* Source records:
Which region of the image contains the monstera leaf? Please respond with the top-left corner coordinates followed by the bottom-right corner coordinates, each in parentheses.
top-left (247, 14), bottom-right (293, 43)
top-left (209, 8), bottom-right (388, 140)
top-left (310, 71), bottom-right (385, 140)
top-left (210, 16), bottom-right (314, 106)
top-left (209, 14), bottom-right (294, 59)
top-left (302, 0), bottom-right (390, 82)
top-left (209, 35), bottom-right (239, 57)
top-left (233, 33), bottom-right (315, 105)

* Work order:
Each record is to be repeated exactly.

* Result of the task:
Which region of the image contains the monstera leaf? Please respond with the top-left corner coordinates followed by the bottom-right corner coordinates, each in parentheses.
top-left (247, 14), bottom-right (293, 43)
top-left (209, 8), bottom-right (388, 140)
top-left (310, 71), bottom-right (385, 140)
top-left (210, 16), bottom-right (314, 106)
top-left (209, 14), bottom-right (294, 59)
top-left (302, 0), bottom-right (390, 82)
top-left (209, 35), bottom-right (239, 57)
top-left (233, 33), bottom-right (315, 105)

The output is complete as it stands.